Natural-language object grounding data
=== Begin Enclosure ===

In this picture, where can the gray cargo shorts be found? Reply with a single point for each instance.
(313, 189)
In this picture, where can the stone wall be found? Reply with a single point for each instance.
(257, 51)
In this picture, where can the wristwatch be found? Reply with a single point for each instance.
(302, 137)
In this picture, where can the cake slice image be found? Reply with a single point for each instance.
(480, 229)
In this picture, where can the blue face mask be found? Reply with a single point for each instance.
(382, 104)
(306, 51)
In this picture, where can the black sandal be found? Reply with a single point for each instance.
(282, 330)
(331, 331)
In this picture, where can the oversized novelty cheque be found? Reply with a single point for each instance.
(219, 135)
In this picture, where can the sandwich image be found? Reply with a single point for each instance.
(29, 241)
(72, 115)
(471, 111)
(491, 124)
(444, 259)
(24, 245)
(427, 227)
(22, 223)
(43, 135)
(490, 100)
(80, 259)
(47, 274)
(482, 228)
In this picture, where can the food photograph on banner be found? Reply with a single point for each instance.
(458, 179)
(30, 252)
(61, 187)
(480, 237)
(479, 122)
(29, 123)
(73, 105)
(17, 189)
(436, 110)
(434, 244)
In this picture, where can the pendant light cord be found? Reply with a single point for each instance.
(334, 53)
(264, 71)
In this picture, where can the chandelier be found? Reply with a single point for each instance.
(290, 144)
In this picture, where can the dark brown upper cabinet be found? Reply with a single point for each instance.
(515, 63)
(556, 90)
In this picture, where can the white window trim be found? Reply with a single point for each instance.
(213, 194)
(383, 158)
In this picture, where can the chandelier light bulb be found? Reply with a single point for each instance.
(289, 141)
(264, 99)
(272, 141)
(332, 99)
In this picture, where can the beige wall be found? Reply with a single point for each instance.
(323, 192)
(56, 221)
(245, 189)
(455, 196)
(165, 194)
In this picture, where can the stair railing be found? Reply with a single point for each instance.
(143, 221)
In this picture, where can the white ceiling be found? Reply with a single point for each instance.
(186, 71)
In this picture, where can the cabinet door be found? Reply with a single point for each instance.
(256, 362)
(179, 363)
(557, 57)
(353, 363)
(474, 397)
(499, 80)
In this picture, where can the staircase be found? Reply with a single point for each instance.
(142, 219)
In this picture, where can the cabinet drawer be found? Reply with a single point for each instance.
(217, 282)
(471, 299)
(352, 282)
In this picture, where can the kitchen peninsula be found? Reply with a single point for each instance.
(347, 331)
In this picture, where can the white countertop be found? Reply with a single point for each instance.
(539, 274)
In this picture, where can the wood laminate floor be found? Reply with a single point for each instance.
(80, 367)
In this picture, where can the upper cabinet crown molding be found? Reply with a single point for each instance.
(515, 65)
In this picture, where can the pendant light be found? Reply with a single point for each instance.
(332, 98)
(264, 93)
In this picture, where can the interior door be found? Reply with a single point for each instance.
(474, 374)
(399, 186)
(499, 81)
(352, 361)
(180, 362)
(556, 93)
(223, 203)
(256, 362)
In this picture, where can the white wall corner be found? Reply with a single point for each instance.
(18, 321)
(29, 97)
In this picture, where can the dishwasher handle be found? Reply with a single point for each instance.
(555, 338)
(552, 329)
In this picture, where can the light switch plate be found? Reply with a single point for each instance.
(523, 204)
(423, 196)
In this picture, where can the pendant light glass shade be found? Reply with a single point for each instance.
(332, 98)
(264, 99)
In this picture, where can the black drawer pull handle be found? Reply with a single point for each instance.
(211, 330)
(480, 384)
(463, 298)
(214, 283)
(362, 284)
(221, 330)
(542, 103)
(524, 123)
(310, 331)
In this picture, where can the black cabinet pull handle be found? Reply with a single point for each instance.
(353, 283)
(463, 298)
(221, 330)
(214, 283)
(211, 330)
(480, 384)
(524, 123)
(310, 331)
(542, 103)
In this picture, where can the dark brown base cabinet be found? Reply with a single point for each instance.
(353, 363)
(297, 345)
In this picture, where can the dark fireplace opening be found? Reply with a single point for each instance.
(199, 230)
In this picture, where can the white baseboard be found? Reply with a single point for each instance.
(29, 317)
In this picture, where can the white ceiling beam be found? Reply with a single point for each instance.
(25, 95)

=== End Enclosure ===

- **WHAT TO PRODUCE**
Return every record above. Copy each one exactly.

- **FINAL ANSWER**
In this picture, where can the gray cargo shorts be found? Reply with a single point for each instance.
(313, 189)
In this picture, where can the stone wall be found? Reply with a single point for each instance.
(257, 51)
In this picture, where can the wristwatch be found? Reply with a single point for each instance.
(302, 137)
In this picture, where can the cake slice image be found? Reply with a single point for each instance.
(480, 229)
In this picture, where can the blue face mask be found? Reply with a single point for each instance.
(382, 104)
(306, 51)
In this picture, where can the black sandal be found? Reply with a single point for each instance.
(282, 330)
(331, 331)
In this picture, where can the oversized novelty cheque be found? Reply with a single point for each instance.
(219, 135)
In this picture, where can the sandwich image be found? Reply with a single point for each instance.
(29, 241)
(72, 115)
(471, 111)
(491, 124)
(444, 259)
(24, 245)
(427, 227)
(22, 223)
(43, 135)
(490, 100)
(80, 259)
(47, 274)
(482, 228)
In this picture, where can the food photograph on banner be found? Reply with a single point for each instance.
(458, 179)
(30, 252)
(61, 187)
(480, 237)
(479, 122)
(29, 123)
(73, 105)
(17, 189)
(436, 110)
(434, 244)
In this picture, where can the pendant light cord be found? Reply with a single point for each instance.
(334, 53)
(264, 71)
In this picture, where can the chandelier be found? Reply with a single point for each instance.
(290, 144)
In this picture, where can the dark brown upper cabinet be found? Reply with a single point for each instance.
(515, 63)
(556, 90)
In this picture, where can the white window trim be found? Reply with a single point for each instance.
(213, 194)
(383, 158)
In this picture, where can the chandelier light bulb be found? Reply with a single point for each instance.
(289, 141)
(264, 99)
(272, 141)
(332, 99)
In this picture, where can the beige wall be found? Reply with a single point for each instance.
(323, 192)
(56, 221)
(245, 189)
(455, 196)
(165, 194)
In this picture, where can the stair railing be found? Reply with a single point for each instance.
(143, 221)
In this picture, where can the white ceiling be found? Reply with a single point for each instance.
(186, 71)
In this picture, where can the cabinet door be found? Reply with a single point for each instance.
(256, 362)
(179, 363)
(557, 57)
(353, 363)
(474, 397)
(499, 80)
In this picture, where can the staircase be found? Reply with a single point for each instance.
(142, 219)
In this picture, where can the cabinet drawer be found? Reply with a single point for each instance.
(217, 282)
(471, 299)
(352, 282)
In this picture, where can the kitchen peninsula be found? Reply with a single point for each instance.
(347, 331)
In this picture, where can the white countertop be found? Reply with a single point for each instance.
(539, 274)
In this picture, where can the wood laminate floor be found? Reply with a single point for each instance.
(80, 367)
In this picture, where can the upper cabinet crown molding be found? Reply with a single point for each instance.
(515, 65)
In this picture, where can the pendant light be found? Reply with a single point for each instance.
(332, 98)
(264, 93)
In this picture, where can the interior door be found? Reply with a single point for each instance.
(474, 374)
(399, 186)
(499, 81)
(352, 361)
(180, 362)
(556, 93)
(223, 203)
(256, 362)
In this picture, where can the white wall corner be found? Reply with a single point for each instance.
(18, 321)
(29, 97)
In this picture, where can the dishwasher handle be found? Reply with a single point for each instance.
(555, 338)
(552, 329)
In this picture, where can the light switch plate be found? Reply with a single point for each instance.
(523, 204)
(423, 196)
In this picture, where can the pendant light glass shade be found? Reply with a single point for each instance.
(332, 98)
(264, 99)
In this picture, where can the black drawer pull handle be found? Reply with a single point for each instance.
(211, 330)
(480, 384)
(463, 298)
(214, 283)
(362, 284)
(221, 330)
(542, 103)
(524, 123)
(310, 331)
In this picture, where can the black cabinet pull handle be found? Reply with a single point for each instance.
(353, 283)
(463, 298)
(221, 330)
(214, 283)
(211, 330)
(480, 384)
(524, 123)
(310, 331)
(542, 103)
In this picture, where can the dark brown base cabinet be found? Reply with a single point for each instance.
(353, 363)
(297, 345)
In this picture, where can the dark fireplace opening be found? Reply with a single point for each instance.
(199, 230)
In this picture, where can the white baseboard be found? Reply with a single point for each instance.
(29, 317)
In this picture, where can the white ceiling beam be found? Reply with a single point for each instance.
(25, 95)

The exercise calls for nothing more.